= LISTED ENTRIES =
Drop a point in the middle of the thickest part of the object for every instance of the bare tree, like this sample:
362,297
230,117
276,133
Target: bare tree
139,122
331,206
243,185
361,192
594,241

= PROBLEM REQUIREMENTS =
Each line of the material must be copied exactly.

= WRITTEN REPLY =
Drop a point in the middle of the thickest part of the object for every instance of the bare tree, like this sample:
362,297
230,117
276,133
Target: bare tree
139,122
331,206
243,185
361,192
594,241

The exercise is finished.